Exercise requirements:
What is needed is a verbatim copy of every record below, with the pictures left out.

Exercise materials:

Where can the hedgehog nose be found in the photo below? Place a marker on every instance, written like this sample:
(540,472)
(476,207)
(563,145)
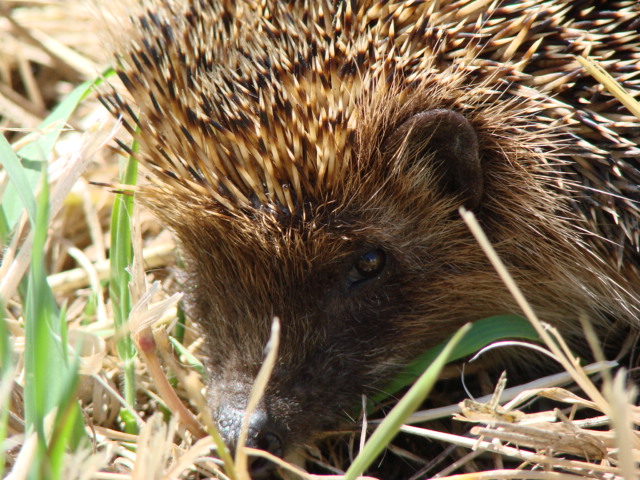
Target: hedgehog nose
(259,435)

Exercise output:
Where can the hedgehog nose be found in the photo below? Place a marker on every instance, written like this sample:
(540,472)
(476,207)
(563,145)
Target: hedgehog nose
(259,435)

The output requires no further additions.